### YOUR OBJECTIVE
Identify the line with "mark: the innermost point of each instance of the window glass"; copy word for word that line and every one after it, to the end of the listing. Exclude pictures.

Labeled-object pointing entries
= = = = = = =
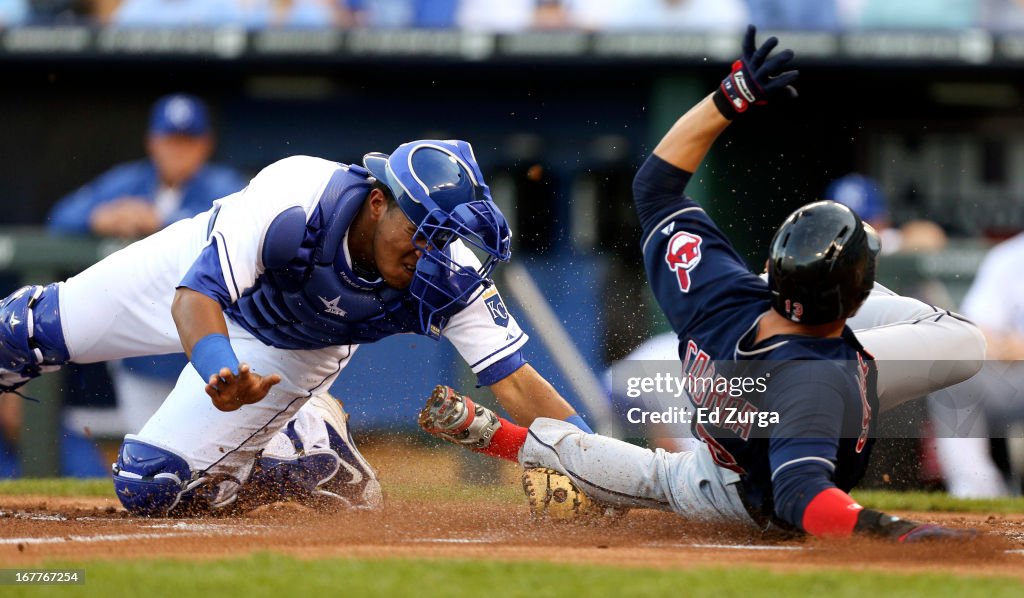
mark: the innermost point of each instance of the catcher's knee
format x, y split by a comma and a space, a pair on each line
150, 480
31, 337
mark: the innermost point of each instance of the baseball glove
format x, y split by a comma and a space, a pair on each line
553, 496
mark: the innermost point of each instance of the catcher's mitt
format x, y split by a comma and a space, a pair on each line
553, 496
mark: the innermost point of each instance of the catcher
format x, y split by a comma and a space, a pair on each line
792, 332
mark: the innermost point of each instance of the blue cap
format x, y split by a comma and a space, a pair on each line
179, 114
860, 194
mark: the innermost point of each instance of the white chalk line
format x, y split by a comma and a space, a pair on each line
200, 529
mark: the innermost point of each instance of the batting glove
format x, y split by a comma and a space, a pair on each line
756, 78
907, 531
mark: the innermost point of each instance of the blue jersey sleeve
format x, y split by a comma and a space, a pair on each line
692, 267
206, 276
804, 444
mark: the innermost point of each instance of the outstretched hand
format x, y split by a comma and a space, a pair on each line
756, 77
230, 391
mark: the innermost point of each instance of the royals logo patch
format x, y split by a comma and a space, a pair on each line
682, 255
497, 308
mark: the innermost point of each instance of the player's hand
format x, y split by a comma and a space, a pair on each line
756, 78
230, 391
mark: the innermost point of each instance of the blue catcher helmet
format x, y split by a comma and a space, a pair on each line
439, 187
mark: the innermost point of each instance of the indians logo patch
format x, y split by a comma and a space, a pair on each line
682, 255
496, 306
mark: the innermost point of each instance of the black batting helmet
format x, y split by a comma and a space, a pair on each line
821, 263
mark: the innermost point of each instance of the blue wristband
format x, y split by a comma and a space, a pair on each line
211, 353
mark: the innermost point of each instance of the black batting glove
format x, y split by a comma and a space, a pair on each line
756, 78
907, 531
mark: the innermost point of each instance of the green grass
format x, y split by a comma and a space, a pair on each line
275, 575
884, 500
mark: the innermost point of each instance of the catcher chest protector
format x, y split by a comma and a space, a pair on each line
821, 263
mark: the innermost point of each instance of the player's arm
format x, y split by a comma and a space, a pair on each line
527, 395
755, 79
203, 331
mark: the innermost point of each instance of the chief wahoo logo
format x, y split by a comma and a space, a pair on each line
682, 255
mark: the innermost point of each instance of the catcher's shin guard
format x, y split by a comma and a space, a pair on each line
456, 418
31, 338
154, 481
321, 465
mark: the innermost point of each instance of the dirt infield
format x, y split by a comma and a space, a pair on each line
34, 529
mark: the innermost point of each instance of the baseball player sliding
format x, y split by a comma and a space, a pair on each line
269, 293
791, 332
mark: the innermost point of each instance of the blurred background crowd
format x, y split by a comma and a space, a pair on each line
510, 15
111, 147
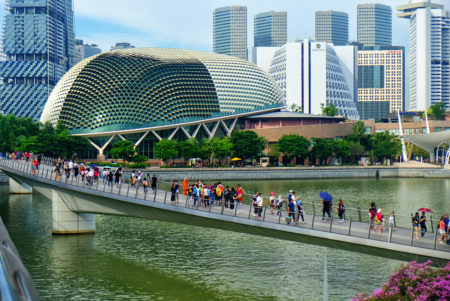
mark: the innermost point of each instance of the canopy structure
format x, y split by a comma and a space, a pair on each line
429, 142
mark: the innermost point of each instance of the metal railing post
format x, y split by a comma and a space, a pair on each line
432, 226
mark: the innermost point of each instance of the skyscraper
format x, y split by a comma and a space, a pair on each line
83, 51
230, 31
429, 39
38, 48
332, 27
270, 29
374, 26
381, 81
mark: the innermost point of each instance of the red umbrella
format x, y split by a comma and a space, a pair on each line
424, 210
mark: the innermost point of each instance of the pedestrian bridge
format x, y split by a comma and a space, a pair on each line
75, 203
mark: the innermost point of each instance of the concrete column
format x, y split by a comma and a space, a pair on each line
19, 188
65, 221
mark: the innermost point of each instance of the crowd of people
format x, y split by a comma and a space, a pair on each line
201, 194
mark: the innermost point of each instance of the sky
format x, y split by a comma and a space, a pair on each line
188, 24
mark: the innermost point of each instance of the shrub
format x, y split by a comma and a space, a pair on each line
414, 281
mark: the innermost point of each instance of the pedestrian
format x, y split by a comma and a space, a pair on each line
391, 222
185, 184
291, 209
279, 205
174, 191
415, 222
260, 204
145, 183
372, 212
442, 231
341, 210
272, 202
326, 208
153, 182
378, 220
300, 211
423, 224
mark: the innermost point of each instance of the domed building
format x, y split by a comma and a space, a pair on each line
146, 94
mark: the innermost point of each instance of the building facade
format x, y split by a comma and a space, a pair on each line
381, 81
230, 31
429, 39
147, 94
270, 29
332, 27
374, 24
83, 51
314, 73
38, 49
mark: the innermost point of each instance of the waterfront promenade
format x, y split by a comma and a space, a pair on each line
353, 234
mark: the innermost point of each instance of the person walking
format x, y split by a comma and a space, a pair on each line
153, 182
341, 210
423, 224
174, 191
415, 222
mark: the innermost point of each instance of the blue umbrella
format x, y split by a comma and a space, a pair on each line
326, 196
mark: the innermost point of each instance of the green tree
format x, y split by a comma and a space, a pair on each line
166, 149
247, 144
322, 148
189, 148
330, 110
123, 149
437, 111
293, 146
342, 150
222, 148
386, 145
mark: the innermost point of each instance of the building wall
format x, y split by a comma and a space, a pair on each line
331, 27
384, 81
374, 24
230, 31
38, 48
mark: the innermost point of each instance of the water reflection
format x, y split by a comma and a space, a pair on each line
137, 259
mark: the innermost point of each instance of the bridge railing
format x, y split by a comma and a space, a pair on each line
356, 221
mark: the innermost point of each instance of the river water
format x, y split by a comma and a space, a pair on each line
137, 259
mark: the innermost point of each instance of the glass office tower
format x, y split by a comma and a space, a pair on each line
230, 31
332, 27
38, 49
270, 29
374, 24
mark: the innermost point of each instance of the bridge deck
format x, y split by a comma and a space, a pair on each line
353, 232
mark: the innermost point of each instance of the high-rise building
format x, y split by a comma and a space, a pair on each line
83, 51
38, 48
374, 26
429, 39
381, 81
270, 29
332, 27
314, 73
230, 31
122, 45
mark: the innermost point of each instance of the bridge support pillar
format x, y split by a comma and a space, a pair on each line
19, 188
65, 221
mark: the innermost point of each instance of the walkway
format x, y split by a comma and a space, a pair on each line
352, 231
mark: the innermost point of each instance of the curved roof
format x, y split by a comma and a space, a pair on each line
145, 87
429, 141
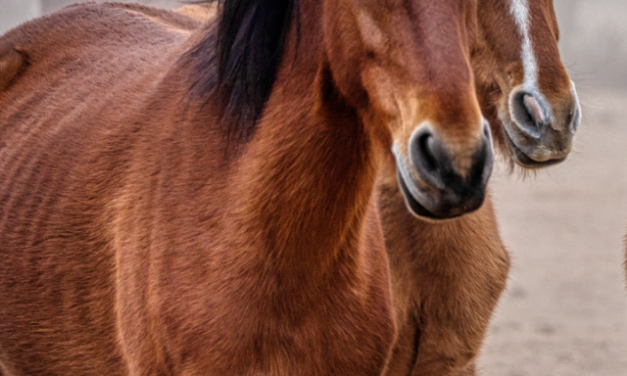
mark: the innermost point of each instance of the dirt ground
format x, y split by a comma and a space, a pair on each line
565, 310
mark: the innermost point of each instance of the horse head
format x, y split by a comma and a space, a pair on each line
405, 66
523, 86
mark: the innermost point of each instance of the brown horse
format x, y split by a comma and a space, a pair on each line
186, 200
448, 276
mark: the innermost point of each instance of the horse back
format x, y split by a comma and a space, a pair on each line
71, 87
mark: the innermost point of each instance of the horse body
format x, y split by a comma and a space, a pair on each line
448, 276
136, 241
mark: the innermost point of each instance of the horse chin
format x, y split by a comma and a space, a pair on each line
524, 160
416, 208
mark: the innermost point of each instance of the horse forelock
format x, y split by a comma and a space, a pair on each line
522, 15
240, 62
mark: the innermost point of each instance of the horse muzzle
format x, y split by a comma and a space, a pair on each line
432, 186
538, 135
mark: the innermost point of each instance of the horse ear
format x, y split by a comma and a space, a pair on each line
12, 62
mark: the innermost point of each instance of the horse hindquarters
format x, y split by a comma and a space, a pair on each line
447, 279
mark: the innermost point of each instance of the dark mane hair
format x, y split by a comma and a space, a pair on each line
250, 41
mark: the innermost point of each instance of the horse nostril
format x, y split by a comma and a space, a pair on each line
425, 152
429, 157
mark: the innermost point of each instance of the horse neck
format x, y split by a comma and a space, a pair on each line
308, 172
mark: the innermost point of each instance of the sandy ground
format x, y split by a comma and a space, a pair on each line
565, 310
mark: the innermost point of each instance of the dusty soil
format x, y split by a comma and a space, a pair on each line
565, 310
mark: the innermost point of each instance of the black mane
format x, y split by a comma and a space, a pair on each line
250, 42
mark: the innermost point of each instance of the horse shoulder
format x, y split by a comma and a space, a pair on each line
200, 12
12, 62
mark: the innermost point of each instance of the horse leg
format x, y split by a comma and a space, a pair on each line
448, 276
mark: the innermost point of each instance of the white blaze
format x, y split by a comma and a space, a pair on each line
522, 15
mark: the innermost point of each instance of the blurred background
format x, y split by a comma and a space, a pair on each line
565, 310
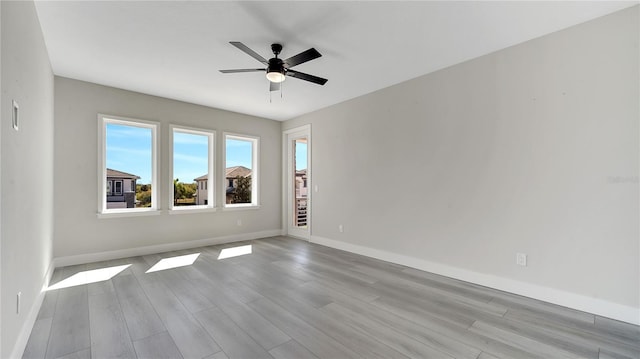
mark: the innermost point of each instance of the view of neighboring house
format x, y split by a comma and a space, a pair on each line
202, 192
231, 174
301, 183
121, 189
301, 198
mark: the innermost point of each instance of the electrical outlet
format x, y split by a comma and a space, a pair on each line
521, 259
14, 115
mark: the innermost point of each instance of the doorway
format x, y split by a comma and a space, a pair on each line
298, 184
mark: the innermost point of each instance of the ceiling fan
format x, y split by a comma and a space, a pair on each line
277, 69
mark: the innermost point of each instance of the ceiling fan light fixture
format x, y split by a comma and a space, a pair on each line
275, 76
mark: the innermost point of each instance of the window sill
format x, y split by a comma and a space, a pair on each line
241, 208
129, 213
179, 210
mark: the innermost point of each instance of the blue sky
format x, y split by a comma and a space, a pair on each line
129, 150
189, 156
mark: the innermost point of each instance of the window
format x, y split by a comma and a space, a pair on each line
192, 168
128, 153
241, 170
118, 188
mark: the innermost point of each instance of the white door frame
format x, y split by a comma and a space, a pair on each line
287, 149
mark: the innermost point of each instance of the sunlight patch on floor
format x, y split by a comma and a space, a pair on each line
235, 251
174, 262
90, 276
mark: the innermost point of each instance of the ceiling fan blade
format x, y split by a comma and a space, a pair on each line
302, 57
241, 70
306, 77
248, 51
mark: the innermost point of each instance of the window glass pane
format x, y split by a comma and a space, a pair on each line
190, 168
129, 160
238, 173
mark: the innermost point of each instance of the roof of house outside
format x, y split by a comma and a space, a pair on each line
120, 174
230, 172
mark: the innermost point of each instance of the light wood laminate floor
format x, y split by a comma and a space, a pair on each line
292, 299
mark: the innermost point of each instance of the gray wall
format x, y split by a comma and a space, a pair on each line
27, 171
531, 149
78, 231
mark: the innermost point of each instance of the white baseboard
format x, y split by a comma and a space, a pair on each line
32, 316
141, 251
566, 299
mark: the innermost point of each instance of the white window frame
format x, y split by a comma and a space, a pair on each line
255, 171
103, 212
115, 187
211, 136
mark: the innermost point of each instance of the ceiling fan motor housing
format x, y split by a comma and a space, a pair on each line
276, 48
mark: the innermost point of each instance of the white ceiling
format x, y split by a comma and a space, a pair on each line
174, 49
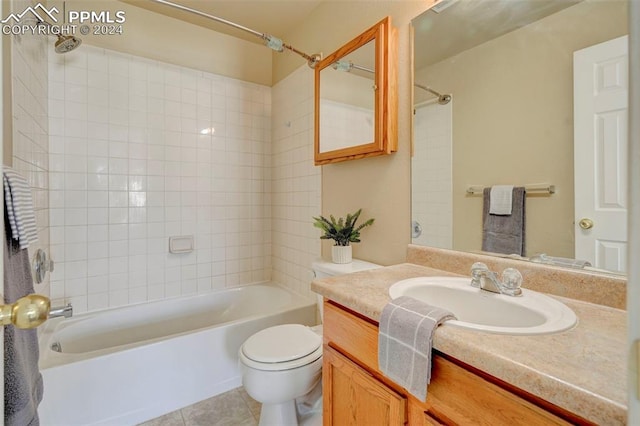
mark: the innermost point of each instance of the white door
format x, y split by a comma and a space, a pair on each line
600, 153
= = = = = = =
### THE SOLUTION
mark: the innermost point of each instance of the window glass pane
format x, y split by a comma and a space, a pair on each line
190, 168
129, 160
238, 173
mark: the innermost point of each instance of the roof of house outside
format x, y split by a comma and a space, a pair on each line
120, 174
230, 172
mark: the innermost point of each instance of the light wood laminate floor
format x, y split by a comma and a space, a pair on each line
292, 299
mark: the innermost point of each instance of the gray wall
format x, y split by a comma and a space, a pair on each line
27, 171
531, 149
78, 231
mark: the innermost point of each instance of the white baseboard
format x, y split by a comma and a space, a pair on each line
32, 316
141, 251
566, 299
mark: the innermost point of each instance of the white window frame
format x, y split by a comma and a space, a pair on each line
255, 171
103, 212
115, 187
211, 136
mark: the innermost point of each instance of the ceiling fan motor housing
format x, y split by a comma and a space, a pair on each line
276, 48
mark: the innermost point of each instance of the white ceiling
format x, y split by a comma and a space, a pair on each line
174, 49
mark: the innermost point of each instance of the white door
format x, y split by a comma and a space, a pair on each line
600, 153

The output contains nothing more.